▶ Excerpt to read
━━━━━━━━━━━━━━━━━━━━

There’s a reason scallops are a standard offering at Seasons. Perhaps no restaurant in Albuquerque prepares them quite as well. Jumbo scallops are pan-seared in a tarragon butter sauce and served with bacon grits, wild mushrooms and spring peas. The accompaniment is nearly as good as the entree and the scallops are fabulous. By the way, if a restaurant fails to ask you how you want your scallops prepared, it’s a disservice to you as a guest. My response, just as when ordering lamb, is ask that they be prepared as the chef sees fit. At Seasons, the scallops are best at medium rare, giving them a sweet and mild flavor.
The jalapeño-bacon grits will change your mind if you’ve ever thought grits were a bumpkinly dish with a flavor and texture of soggy and gritty corn meal. At Seasons, the grits are dense and cotton soft, but it’s the jalapeño and bacon combination which places these grits in rarefied company with the grits at The Hollar in Madrid as likely the very best in New Mexico. Bacon makes everything better, but it’s the incendiary qualities of the jalapeño that stand out most. The wild mushrooms we had turned out to be oyster mushrooms, my favorite fleshy fungi. Oyster mushrooms have a velvety texture and an amazing flavor vaguely reminiscent of oysters.

━━━━━━━━━━━━━━━━━━━━

▶ Raw data
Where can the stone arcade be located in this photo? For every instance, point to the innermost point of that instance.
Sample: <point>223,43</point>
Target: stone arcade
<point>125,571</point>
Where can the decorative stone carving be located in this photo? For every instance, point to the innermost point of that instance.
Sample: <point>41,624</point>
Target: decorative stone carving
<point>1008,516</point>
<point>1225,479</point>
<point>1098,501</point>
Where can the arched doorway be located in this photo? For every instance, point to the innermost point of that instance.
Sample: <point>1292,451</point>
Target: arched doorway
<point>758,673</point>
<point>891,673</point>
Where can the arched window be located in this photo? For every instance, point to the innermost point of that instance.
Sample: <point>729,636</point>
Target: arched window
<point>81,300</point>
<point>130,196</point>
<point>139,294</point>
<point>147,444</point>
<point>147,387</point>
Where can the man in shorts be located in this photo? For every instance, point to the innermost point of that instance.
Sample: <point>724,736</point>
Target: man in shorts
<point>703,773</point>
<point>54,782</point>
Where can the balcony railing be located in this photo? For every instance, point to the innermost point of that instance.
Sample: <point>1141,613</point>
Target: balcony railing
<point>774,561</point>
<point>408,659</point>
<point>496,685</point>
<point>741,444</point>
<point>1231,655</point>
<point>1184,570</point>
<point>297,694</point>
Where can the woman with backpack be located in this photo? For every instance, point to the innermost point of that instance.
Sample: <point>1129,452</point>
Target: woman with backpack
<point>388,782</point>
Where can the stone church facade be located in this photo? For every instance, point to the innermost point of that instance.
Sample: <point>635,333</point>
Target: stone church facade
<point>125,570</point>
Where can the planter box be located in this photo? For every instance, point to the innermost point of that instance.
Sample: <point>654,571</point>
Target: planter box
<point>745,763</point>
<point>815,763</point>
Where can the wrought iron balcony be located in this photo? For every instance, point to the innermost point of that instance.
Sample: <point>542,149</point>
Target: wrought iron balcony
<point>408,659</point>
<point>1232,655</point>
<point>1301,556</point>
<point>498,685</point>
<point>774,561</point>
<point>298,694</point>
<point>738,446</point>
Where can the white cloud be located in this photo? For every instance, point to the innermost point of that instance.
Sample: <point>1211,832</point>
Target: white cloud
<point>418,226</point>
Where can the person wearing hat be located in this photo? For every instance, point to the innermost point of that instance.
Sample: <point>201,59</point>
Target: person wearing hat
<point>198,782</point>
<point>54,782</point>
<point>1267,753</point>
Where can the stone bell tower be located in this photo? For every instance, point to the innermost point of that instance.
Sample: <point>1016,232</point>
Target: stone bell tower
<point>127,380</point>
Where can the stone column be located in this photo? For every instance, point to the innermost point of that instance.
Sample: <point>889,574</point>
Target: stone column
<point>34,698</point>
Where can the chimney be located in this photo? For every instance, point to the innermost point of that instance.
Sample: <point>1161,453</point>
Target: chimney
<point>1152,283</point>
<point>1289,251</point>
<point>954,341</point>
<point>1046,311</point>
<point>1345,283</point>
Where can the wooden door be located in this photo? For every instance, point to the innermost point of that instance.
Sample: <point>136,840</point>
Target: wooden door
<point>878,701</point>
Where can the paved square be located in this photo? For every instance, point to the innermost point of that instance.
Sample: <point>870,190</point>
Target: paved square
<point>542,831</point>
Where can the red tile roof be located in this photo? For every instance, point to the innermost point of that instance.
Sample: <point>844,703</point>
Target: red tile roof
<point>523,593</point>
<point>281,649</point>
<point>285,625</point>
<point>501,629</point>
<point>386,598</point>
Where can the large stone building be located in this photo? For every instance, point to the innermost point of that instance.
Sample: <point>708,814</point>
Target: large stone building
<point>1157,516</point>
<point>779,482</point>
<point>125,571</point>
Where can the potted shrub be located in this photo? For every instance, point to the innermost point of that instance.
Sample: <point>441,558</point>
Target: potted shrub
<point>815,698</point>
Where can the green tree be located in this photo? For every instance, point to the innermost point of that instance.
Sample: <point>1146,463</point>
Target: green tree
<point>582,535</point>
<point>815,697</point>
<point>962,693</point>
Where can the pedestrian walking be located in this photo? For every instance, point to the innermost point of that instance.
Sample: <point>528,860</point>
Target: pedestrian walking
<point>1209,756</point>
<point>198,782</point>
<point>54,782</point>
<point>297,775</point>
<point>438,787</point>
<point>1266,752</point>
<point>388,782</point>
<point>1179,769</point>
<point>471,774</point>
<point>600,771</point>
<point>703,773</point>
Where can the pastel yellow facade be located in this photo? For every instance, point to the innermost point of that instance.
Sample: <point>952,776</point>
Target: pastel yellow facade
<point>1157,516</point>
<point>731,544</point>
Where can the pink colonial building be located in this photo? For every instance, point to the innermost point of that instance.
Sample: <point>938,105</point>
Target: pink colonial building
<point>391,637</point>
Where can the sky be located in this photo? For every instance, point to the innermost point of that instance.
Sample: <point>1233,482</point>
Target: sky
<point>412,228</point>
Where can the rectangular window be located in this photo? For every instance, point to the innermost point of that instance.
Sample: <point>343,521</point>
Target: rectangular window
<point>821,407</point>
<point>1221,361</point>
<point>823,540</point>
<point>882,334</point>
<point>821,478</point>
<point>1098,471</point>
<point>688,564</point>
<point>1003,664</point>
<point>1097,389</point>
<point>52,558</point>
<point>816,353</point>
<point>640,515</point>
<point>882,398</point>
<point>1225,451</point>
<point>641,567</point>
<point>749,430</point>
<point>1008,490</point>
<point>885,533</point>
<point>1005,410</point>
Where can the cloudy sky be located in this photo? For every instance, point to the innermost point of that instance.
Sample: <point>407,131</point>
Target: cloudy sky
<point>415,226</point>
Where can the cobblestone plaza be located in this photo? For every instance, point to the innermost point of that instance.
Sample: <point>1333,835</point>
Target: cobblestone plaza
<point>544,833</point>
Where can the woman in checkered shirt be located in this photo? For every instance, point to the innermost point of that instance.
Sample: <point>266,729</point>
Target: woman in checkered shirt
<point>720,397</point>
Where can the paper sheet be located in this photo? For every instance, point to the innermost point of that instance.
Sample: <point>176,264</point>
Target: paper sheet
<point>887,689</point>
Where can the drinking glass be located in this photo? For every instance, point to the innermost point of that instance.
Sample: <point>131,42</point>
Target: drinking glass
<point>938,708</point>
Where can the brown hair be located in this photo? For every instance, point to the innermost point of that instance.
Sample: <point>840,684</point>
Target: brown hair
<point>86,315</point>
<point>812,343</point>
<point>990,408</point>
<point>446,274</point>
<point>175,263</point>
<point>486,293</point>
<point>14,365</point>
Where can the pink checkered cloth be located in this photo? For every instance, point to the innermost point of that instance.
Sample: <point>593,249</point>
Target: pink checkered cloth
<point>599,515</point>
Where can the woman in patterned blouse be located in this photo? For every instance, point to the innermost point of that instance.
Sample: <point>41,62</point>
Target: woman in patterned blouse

━━━━━━━━━━━━━━━━━━━━

▶ Direction 1
In the restaurant review, list every restaurant and place mentioned by name.
▶ Direction 2
Duplicate a passage from the restaurant review, beginning at the words "The jalapeño-bacon grits" and stopping after "reminiscent of oysters.".
▶ Direction 3
According to the restaurant review, at what doneness are the scallops at Seasons best?
Work only from the restaurant review above.

▶ Full answer 1
Seasons, Albuquerque, The Hollar, Madrid, New Mexico

▶ Full answer 2
The jalapeño-bacon grits will change your mind if you’ve ever thought grits were a bumpkinly dish with a flavor and texture of soggy and gritty corn meal. At Seasons, the grits are dense and cotton soft, but it’s the jalapeño and bacon combination which places these grits in rarefied company with the grits at The Hollar in Madrid as likely the very best in New Mexico. Bacon makes everything better, but it’s the incendiary qualities of the jalapeño that stand out most. The wild mushrooms we had turned out to be oyster mushrooms, my favorite fleshy fungi. Oyster mushrooms have a velvety texture and an amazing flavor vaguely reminiscent of oysters.

▶ Full answer 3
Medium rare.